Officer Duncan testified he first saw the back of the driver's head. He noticed the driver was wearing a black skull cap. Officer Duncan participated in the chase of appellant and testified at one point "the driver turned and looked directly at me, looked at me right in the face." Tr. at 173. Officer Duncan identified appellant in the courtroom as the driver of the vehicle.

Finally, Officer McPherson testified the driver of the Malibu had abandoned the vehicle and was running northbound when he (Officer McPherson) joined in the chase. Because Officer McPherson was further north than the driver, Officer McPherson ran directly toward the driver. While he was unable to identify the driver by name, Officer McPherson noticed the driver running toward him wearing a black skull cap. After chasing this suspect for some time, Officer McPherson noticed the driver was in fact, his relative, appellant.

We find the testimony of Officers Siskie, Duncan and McPherson provided competent credible evidence upon which the jury could base its judgment. Accordingly, we find the identification of appellant as the driver of the vehicle was supported by the manifest weight of the evidence.

Appellant next contends the jury's finding appellant caused a substantial risk of serious physical harm to persons or property was against the manifest weight of the evidence. Appellant points out the pursuit lasted only two minutes and there was no evidence the driver's excessive speed or violation of the traffic signals caused a risk of serious physical harm to persons or property. Appellant also notes the evidence showed the streets were clear, and there was no evidence of pedestrians being in danger or even in the proximity of the pursuit. Finally, appellant points out the officers did not testify they were in fear for their own physical safety of the safety of their vehicle.

"Substantial risk" is statutorily defined as "a strong possibility, as contrasted with a remote or significant possibility, that a certain result may occur or that certain circumstances may exist." R.C. 2901.01(A)(8). "Serious physical harm to persons" and "serious physical harm to property" are both defined in R.C. 2901.01. The statute provides, in pertinent part:

(5) "Serious physical harm to persons" means any of the following:

* * *

(b) Any physical harm that carries a substantial risk of death;

(c) Any physical harm that involves some permanent incapacity, whether partial or total, or that involves some temporary, substantial incapacity;

(d) Any physical harm that involves some permanent disfigurement or that involves some temporary, serious disfigurement;

(e) Any physical harm that involves acute pain of such duration as to result in substantial suffering or that involves any degree of prolonged or intractable pain.

(6) "Serious physical harm to property" means any physical harm to property that does either of the following:

(a) Results in substantial loss to the value of the property or requires a substantial amount of time, effort, or money to repair or replace;

(b) Temporarily prevents the use or enjoyment of the property or substantially interferes with its use or enjoyment for an extended period of time.

In the matter sub judice, the evidence before the jury demonstrated appellant drove at an excessive rate of speed, at times reaching almost 70 mph, in residential and business areas. As noted supra, both Officers Siskie and Duncan testified appellant did not use his turn signals, did not stop at traffic signs, and did not slow down while negotiating turns. As a result of this conduct, appellant at times failed to maintain his lane, and narrowly missed hitting parked cars on residential streets.

:: Data excerpt ::
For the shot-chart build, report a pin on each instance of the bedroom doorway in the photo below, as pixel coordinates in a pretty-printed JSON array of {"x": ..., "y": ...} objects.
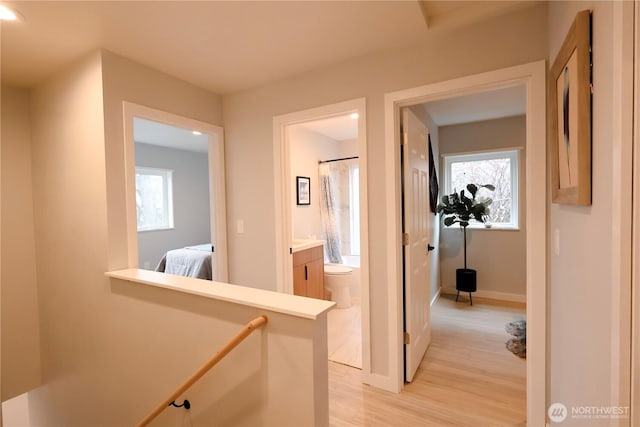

:: Problem set ::
1 > In the court opinion on the vehicle pursuit, what speed did appellant's driving at times nearly reach?
2 > Take the court opinion on the vehicle pursuit further, picking up right after its final sentence.

:: Answers below ::
1 > Almost 70 mph.

2 >
We find this to be competent, credible evidence to support the jury's finding appellant's reckless driving created a substantial risk of serious physical harm to persons and property.

Accordingly, appellant's first assignment of error is overruled.

II

In appellant's second assignment of error, he maintains the trial court abused its discretion in failing to grant his motion to dismiss the second indictment for willfully fleeing or eluding a police officer. Appellant maintains this second indictment was a result of prosecutorial vindictiveness and therefore violated appellant's due process right to a fair proceeding. We disagree.

Appellant's August 3, 2000 Motion to Dismiss contains three exhibits. The police department prisoner information sheet, the April 28, 2000 indictment against appellant and the June 15, 2000 indictment. The prisoner information sheet detailed the charges against appellant on the evening of his arrest. At that time, appellant was charged with reckless operation, a minor misdemeanor; driving under suspension, a misdemeanor of the first degree; failure to comply with the order or signal of a police officer, a misdemeanor of the first degree; and receiving stolen property, a felony of the fourth degree. The April 28, 2000 indictment charged appellant with one count of receiving stolen property in violation of R.C. 2913.51, and one count of failure to comply with the order or signal of a police officer in violation of R.C. 2921.331, a felony of the fourth degree. The June 15, 2000 indictment charged appellant with one count of failure to comply with the order or signal of a police officer in violation of R.C. 2921.331, a felony of the third degree. On appeal, Appellant maintains his due process rights were violated because his re-indictment contained a more serious felony charge then the first indictment based upon the same facts.

Although the facts are not contained in our record, the parties agree the State moved to dismiss the April 28, 2000 indictment. The State maintains the dismissal was necessary because the owner and victim of the stolen car refused to cooperate in the prosecution. Accordingly, the trial court entered the nolle prosequi, and dismissed the first indictment.

The State then re-presented the case to the Stark County Grand Jury, which returned the June 15, 2000 indictment. The new indictment was based upon R.C. 2921.331(B)(5)(a)(ii). This provision determines a person willfully eluding a police officer after receiving a visible or audible sign to bring the motor vehicle to a stop, is a felony of the third degree if the trier of fact, finds by proof beyond a reasonable doubt the operation of the motor by the offender cased a substantial risk of serious physical harm to persons or property.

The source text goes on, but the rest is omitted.